▶ PROMPT: Type the records out again in full, exactly.
[start DATASET]
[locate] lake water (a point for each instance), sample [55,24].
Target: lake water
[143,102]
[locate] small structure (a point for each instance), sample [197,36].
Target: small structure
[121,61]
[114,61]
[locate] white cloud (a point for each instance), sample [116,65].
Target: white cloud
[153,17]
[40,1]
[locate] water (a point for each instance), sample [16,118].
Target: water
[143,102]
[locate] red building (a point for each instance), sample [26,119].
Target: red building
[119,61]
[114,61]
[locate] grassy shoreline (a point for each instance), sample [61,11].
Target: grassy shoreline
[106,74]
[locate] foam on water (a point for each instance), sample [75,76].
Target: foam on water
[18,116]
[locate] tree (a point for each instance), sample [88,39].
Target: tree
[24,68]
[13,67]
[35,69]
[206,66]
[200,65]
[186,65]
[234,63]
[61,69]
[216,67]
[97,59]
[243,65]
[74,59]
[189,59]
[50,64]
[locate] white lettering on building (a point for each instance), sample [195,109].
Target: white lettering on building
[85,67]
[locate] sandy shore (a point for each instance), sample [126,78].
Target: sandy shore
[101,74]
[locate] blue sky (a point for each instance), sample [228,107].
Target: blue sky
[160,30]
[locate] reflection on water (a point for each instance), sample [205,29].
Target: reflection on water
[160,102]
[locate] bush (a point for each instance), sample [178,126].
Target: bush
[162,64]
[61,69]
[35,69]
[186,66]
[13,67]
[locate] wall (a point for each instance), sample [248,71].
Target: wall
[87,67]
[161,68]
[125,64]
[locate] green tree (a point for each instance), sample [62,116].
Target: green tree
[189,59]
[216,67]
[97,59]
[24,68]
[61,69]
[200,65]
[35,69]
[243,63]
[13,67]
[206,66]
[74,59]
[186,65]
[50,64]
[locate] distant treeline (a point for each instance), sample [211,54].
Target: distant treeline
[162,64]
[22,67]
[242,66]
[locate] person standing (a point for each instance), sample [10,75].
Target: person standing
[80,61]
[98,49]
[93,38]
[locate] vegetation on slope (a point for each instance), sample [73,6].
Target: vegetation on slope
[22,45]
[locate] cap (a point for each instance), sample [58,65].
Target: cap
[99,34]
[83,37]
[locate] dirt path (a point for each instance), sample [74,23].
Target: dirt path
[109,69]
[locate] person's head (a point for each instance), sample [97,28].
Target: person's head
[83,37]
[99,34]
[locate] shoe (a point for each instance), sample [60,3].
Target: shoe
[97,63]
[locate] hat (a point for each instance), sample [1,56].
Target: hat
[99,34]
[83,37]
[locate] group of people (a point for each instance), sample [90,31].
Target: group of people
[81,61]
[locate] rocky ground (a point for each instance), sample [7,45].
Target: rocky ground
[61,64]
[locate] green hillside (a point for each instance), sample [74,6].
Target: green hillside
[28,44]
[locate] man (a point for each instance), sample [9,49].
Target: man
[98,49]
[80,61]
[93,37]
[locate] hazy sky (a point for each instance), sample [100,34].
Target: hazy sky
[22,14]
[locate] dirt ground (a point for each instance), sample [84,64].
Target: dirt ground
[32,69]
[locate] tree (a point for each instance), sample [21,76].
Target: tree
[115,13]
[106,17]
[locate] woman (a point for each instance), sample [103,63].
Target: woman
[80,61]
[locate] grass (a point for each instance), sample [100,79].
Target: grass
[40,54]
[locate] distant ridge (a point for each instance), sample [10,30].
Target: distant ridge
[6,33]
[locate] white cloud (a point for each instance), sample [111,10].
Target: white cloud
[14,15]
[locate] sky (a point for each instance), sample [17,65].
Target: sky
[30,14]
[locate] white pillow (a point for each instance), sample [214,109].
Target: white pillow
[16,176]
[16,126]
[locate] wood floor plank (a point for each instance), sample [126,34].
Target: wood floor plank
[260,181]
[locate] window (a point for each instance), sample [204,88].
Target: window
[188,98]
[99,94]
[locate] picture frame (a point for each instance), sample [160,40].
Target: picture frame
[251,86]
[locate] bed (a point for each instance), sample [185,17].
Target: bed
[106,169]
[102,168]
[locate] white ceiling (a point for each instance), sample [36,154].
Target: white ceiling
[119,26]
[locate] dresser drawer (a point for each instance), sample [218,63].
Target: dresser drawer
[end DATASET]
▶ REPLY:
[locate] lake water (a point for each instance), sample [55,24].
Target: lake water
[143,102]
[locate] small structure (a point for each instance), sample [197,36].
Target: small structure
[121,61]
[114,61]
[locate] white cloud (a point for each instance), sample [116,65].
Target: white cloud
[153,17]
[40,1]
[locate] water (a point for each instance), sample [16,118].
Target: water
[143,102]
[locate] red building (a point for each instance), sample [26,119].
Target: red building
[119,61]
[114,61]
[locate] grassy shoreline (a point for each instance), sample [61,11].
Target: grassy shoreline
[106,74]
[locate] foam on water (a point for each instance), sample [75,76].
Target: foam on water
[18,116]
[locate] tree (a point for each instance), sample [88,39].
Target: tree
[24,68]
[13,67]
[35,69]
[206,66]
[200,65]
[186,65]
[234,63]
[61,69]
[216,67]
[97,59]
[243,65]
[74,59]
[189,59]
[50,64]
[locate] white lettering on building (a point for each instance), sample [195,109].
Target: white lettering on building
[85,67]
[locate] sandy shore (a point for each instance), sample [126,78].
Target: sandy shore
[101,74]
[locate] blue sky (a point for each instance), sample [228,107].
Target: blue sky
[160,30]
[locate] reflection on water (a point for each instance), sample [205,29].
Target: reflection on water
[160,102]
[locate] bush (a point for each instance), sample [178,126].
Target: bush
[162,64]
[61,69]
[35,69]
[186,66]
[13,67]
[locate] wall (a point for each instance), sample [248,71].
Target: wall
[87,67]
[161,68]
[125,64]
[locate] green tree (a point for each instance), sample [62,116].
Target: green tree
[189,59]
[216,67]
[97,59]
[24,68]
[61,69]
[200,65]
[35,69]
[243,63]
[13,67]
[206,66]
[74,59]
[186,65]
[50,64]
[locate] distant treeline (a point for each instance), sample [211,54].
Target: distant treeline
[162,64]
[22,67]
[242,66]
[locate] person standing (a point for each instance), sample [10,75].
Target: person standing
[80,61]
[98,49]
[93,38]
[locate] vegetation on slope (a point for each instance), sample [73,6].
Target: vegetation on slope
[22,45]
[locate] cap (a point for each instance), sample [58,65].
Target: cap
[99,34]
[83,37]
[locate] dirt path (a point for each instance), sample [74,23].
Target: dirt path
[109,69]
[locate] person's head (a point for each instance), sample [97,28].
Target: person's head
[83,37]
[99,34]
[locate] shoe (a point for each instance), sample [60,3].
Target: shoe
[97,63]
[locate] hat (a point for each instance), sample [1,56].
Target: hat
[99,34]
[83,37]
[locate] group of people (a point for each instance), sample [90,31].
Target: group of people
[81,61]
[locate] rocky ground (a point for each instance), sample [7,45].
Target: rocky ground
[61,64]
[locate] green hillside (a point for each instance), sample [74,6].
Target: green hillside
[28,44]
[locate] man (a point for each instance), sample [9,49].
Target: man
[98,49]
[80,61]
[93,37]
[locate] hazy sky (a point for each instance), sample [100,34].
Target: hazy sky
[22,14]
[locate] dirt ground (a point for each instance), sample [84,64].
Target: dirt ground
[32,69]
[locate] tree (a point for each instance), sample [21,76].
Target: tree
[115,13]
[106,17]
[locate] woman (a point for each instance), sample [103,63].
Target: woman
[80,61]
[locate] grass (a point for each instance), sample [100,79].
Target: grass
[40,54]
[locate] distant ridge (a point for each instance), sample [10,30].
Target: distant ridge
[6,33]
[locate] white cloud (a point for each instance), sample [111,10].
Target: white cloud
[14,15]
[locate] sky (a point for each instance), sample [17,65].
Target: sky
[30,14]
[locate] white pillow (a point for each instance), sample [214,109].
Target: white pillow
[16,176]
[16,126]
[locate] wood floor plank (a point for each instance), sample [126,34].
Target: wood floor plank
[260,181]
[locate] window (a point for each instance), sample [204,88].
Target: window
[188,98]
[99,94]
[locate] picture frame (a point for each instance), sample [160,40].
Target: picture frame
[251,86]
[locate] bed (a point for each instance), sample [185,17].
Target: bed
[106,169]
[102,168]
[locate] white ceiling (a point for each instance), sample [36,154].
Target: white ceiling
[119,26]
[locate] dresser drawer (a point for each instance), sample [218,63].
Target: dresser drawer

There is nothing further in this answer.